-- begin --

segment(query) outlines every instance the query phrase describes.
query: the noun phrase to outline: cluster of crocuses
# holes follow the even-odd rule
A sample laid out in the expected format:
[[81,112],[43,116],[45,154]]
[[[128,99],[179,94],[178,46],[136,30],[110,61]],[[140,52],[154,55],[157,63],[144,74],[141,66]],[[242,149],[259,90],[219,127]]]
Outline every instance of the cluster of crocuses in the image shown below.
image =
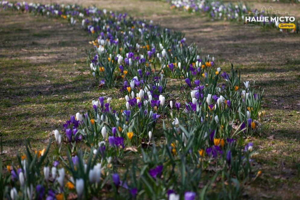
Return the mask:
[[[258,13],[261,10],[250,8],[249,6],[242,2],[236,3],[224,2],[220,1],[215,0],[167,0],[171,4],[171,8],[177,8],[191,12],[200,12],[207,14],[210,17],[215,20],[226,19],[244,23],[245,22],[246,15],[250,12]],[[268,13],[261,13],[248,15],[257,18],[264,16],[270,16]],[[272,27],[279,29],[280,31],[278,21],[263,21],[251,22],[251,24],[263,27]],[[298,26],[298,25],[297,24]],[[295,32],[298,27],[292,30]]]
[[[73,24],[82,20],[96,38],[91,42],[97,51],[90,59],[92,74],[102,85],[118,87],[124,99],[114,107],[115,100],[100,97],[89,111],[71,116],[54,131],[52,146],[50,141],[39,150],[26,145],[0,182],[2,196],[239,197],[243,184],[255,175],[251,163],[257,154],[239,136],[253,134],[258,115],[265,112],[260,112],[263,92],[249,82],[241,86],[237,69],[222,70],[214,57],[200,58],[197,47],[188,46],[182,34],[126,15],[4,2],[6,8],[66,18]],[[169,77],[184,83],[176,101],[168,100]],[[217,178],[222,192],[209,189]],[[204,186],[199,189],[200,182]]]

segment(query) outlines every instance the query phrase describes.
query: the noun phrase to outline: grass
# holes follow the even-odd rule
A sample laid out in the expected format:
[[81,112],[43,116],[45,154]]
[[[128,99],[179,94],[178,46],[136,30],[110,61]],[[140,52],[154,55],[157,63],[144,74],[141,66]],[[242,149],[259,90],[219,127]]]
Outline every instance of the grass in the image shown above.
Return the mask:
[[[262,176],[246,187],[243,197],[300,197],[298,35],[245,30],[237,23],[170,10],[161,1],[142,1],[142,7],[136,0],[126,0],[126,6],[93,3],[182,31],[189,42],[203,48],[202,55],[214,55],[223,69],[232,63],[241,69],[242,81],[255,80],[264,88],[262,108],[266,114],[259,120],[260,135],[247,139],[259,150],[254,167]],[[79,27],[10,11],[0,11],[0,137],[8,152],[5,161],[13,159],[24,140],[35,148],[45,147],[52,130],[61,128],[70,115],[89,109],[94,98],[106,95],[116,106],[123,102],[115,90],[98,90],[93,85],[85,53],[92,38]],[[179,97],[176,83],[170,85],[173,97]],[[161,136],[155,136],[158,142]]]

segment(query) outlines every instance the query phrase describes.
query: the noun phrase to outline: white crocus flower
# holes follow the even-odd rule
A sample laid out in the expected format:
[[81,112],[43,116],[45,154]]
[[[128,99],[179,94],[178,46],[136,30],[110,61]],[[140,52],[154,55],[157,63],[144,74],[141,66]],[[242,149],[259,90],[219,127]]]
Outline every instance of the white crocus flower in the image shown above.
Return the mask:
[[52,178],[55,179],[56,178],[56,167],[52,167],[51,169],[51,174],[52,175]]
[[105,126],[102,127],[102,129],[101,130],[101,133],[102,134],[103,139],[105,141],[106,138],[106,128],[105,127]]
[[58,170],[58,177],[57,180],[61,187],[63,187],[63,180],[65,179],[65,169],[61,168]]
[[244,85],[245,85],[245,87],[246,87],[246,88],[248,89],[249,88],[249,82],[246,81],[245,82],[244,82]]
[[58,138],[59,137],[60,134],[58,132],[58,130],[55,130],[54,131],[54,137],[55,137],[55,141],[57,143],[58,143]]
[[19,173],[19,180],[20,182],[20,185],[22,186],[24,186],[25,180],[23,172],[21,172]]
[[197,91],[196,90],[193,90],[191,92],[191,97],[192,97],[192,98],[195,98],[196,92]]
[[44,167],[44,176],[46,181],[48,181],[49,180],[50,173],[50,168],[49,167]]
[[149,131],[149,132],[148,133],[148,135],[149,136],[149,141],[150,142],[151,140],[151,138],[152,138],[152,132],[151,131]]
[[197,102],[197,100],[195,98],[193,98],[192,99],[192,101],[193,102],[193,104],[195,104]]

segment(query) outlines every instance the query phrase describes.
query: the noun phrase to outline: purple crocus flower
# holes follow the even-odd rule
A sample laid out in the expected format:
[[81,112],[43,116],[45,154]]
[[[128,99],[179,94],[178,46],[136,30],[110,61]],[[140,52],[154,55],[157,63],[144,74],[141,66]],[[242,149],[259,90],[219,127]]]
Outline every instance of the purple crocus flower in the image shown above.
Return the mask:
[[184,193],[184,200],[194,200],[196,197],[196,193],[193,192],[186,192]]
[[119,69],[120,69],[120,71],[121,72],[121,73],[123,73],[123,71],[124,70],[124,68],[123,68],[123,66],[122,65],[120,65],[119,66]]
[[108,137],[108,143],[111,147],[115,147],[115,137],[109,136]]
[[116,133],[117,133],[117,128],[115,127],[112,128],[111,132],[112,132],[112,134],[114,137],[116,136]]
[[248,122],[248,126],[249,127],[251,127],[251,123],[252,122],[252,119],[251,118],[249,118],[247,120],[247,121]]
[[226,154],[226,160],[227,161],[227,163],[228,164],[230,164],[230,159],[231,158],[231,151],[230,150],[227,152],[227,153]]
[[14,170],[12,170],[11,172],[11,180],[13,181],[14,181],[15,180],[18,179],[18,176],[16,174],[16,173]]
[[209,108],[210,108],[211,110],[212,110],[213,108],[214,108],[214,105],[211,104],[210,105],[209,105],[208,106],[209,107]]
[[153,113],[152,115],[152,117],[153,120],[156,120],[160,117],[160,115],[157,115],[156,113]]
[[132,197],[134,198],[136,196],[137,193],[137,189],[136,188],[132,188],[129,190],[129,192],[130,192],[130,194]]
[[124,138],[122,137],[116,137],[115,138],[115,144],[116,147],[124,148]]
[[138,69],[137,70],[137,73],[140,75],[140,76],[142,77],[142,70],[140,69]]
[[93,108],[94,108],[94,110],[95,111],[95,112],[97,111],[97,106],[95,105],[93,105]]
[[209,140],[210,140],[211,142],[214,142],[214,137],[215,137],[215,131],[213,130],[211,133],[211,134],[209,134]]
[[231,105],[231,102],[230,102],[230,100],[227,100],[226,101],[226,103],[227,104],[227,105],[228,106],[228,107],[230,107],[230,105]]
[[71,142],[72,141],[72,130],[70,128],[68,128],[66,130],[66,135],[68,138],[68,141]]
[[149,58],[151,57],[151,56],[152,55],[152,52],[150,51],[148,51],[147,52],[147,54],[148,54],[148,57]]
[[189,87],[190,88],[192,88],[192,85],[191,85],[191,81],[188,78],[185,79],[185,83],[187,84],[189,86]]
[[75,119],[75,116],[74,115],[71,115],[71,116],[70,117],[70,121],[71,121],[71,123],[72,124],[75,124],[75,121],[76,121]]
[[112,179],[112,182],[114,182],[115,185],[118,187],[120,183],[120,177],[119,177],[119,175],[118,174],[113,174],[111,175],[111,178]]
[[99,97],[99,102],[100,102],[100,105],[102,108],[103,108],[103,104],[104,103],[104,98],[103,97]]
[[76,165],[78,163],[79,159],[77,156],[73,156],[72,157],[72,161],[73,161],[73,164],[74,165]]
[[156,179],[156,176],[158,175],[160,176],[162,171],[163,171],[163,166],[159,165],[154,168],[151,169],[149,170],[149,174],[153,179]]
[[41,200],[43,199],[43,197],[44,196],[44,191],[45,190],[45,188],[40,185],[38,185],[36,188],[37,190],[37,199],[39,200]]
[[245,146],[244,150],[245,151],[247,151],[248,150],[251,151],[252,150],[253,147],[253,144],[252,142],[249,142]]
[[196,80],[194,82],[194,83],[197,86],[199,86],[200,84],[200,80]]
[[129,60],[127,58],[125,58],[124,59],[124,61],[125,62],[125,64],[126,65],[129,64]]
[[179,102],[176,102],[175,103],[175,106],[176,107],[177,109],[177,111],[179,111],[179,108],[180,108],[180,103]]
[[245,123],[243,122],[243,123],[242,123],[242,125],[241,125],[240,128],[240,129],[241,130],[242,130],[243,129],[245,128],[245,127],[246,127],[246,126],[245,124]]
[[219,98],[218,97],[217,95],[213,95],[212,99],[214,99],[214,100],[215,101],[215,102],[217,102],[217,100],[218,100],[218,98]]
[[57,167],[58,166],[59,164],[60,163],[57,160],[54,160],[53,162],[53,166]]

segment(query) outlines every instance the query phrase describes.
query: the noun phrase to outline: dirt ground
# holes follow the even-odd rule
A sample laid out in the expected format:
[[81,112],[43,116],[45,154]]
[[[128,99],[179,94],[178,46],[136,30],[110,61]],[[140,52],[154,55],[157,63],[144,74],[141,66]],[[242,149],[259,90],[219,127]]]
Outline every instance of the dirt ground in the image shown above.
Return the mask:
[[[200,15],[170,10],[163,1],[34,1],[95,5],[152,19],[184,33],[188,43],[195,42],[202,48],[202,55],[214,56],[221,68],[229,69],[231,63],[238,66],[242,81],[256,80],[264,89],[263,109],[267,111],[266,118],[260,120],[261,135],[249,139],[259,149],[257,165],[262,175],[247,187],[243,196],[300,198],[300,34],[212,21]],[[249,1],[256,8],[269,5],[300,17],[300,4]],[[79,27],[45,18],[6,15],[1,11],[0,16],[0,80],[4,100],[0,127],[5,132],[0,135],[19,134],[23,130],[21,136],[9,137],[7,142],[30,135],[31,139],[45,139],[51,130],[61,127],[70,115],[86,108],[89,101],[102,92],[90,88],[92,82],[85,63],[88,36]],[[33,31],[37,29],[40,31]],[[21,73],[14,67],[19,68]],[[7,125],[20,117],[17,122],[21,127]]]

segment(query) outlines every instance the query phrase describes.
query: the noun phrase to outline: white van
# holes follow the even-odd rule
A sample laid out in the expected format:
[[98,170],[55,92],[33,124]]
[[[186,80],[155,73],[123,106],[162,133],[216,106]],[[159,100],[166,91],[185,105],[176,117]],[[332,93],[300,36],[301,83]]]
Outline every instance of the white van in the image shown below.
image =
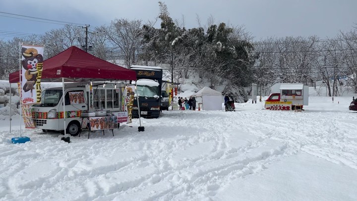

-- end --

» **Objective**
Please filter the listing above, keeping every line that contains the word "crocuses" and copying each one in full. Treat uppercase and lowercase as different.

» **Task answer**
query: the noun phrase to outline: cluster of crocuses
Outline every instance of the cluster of crocuses in the image shown below.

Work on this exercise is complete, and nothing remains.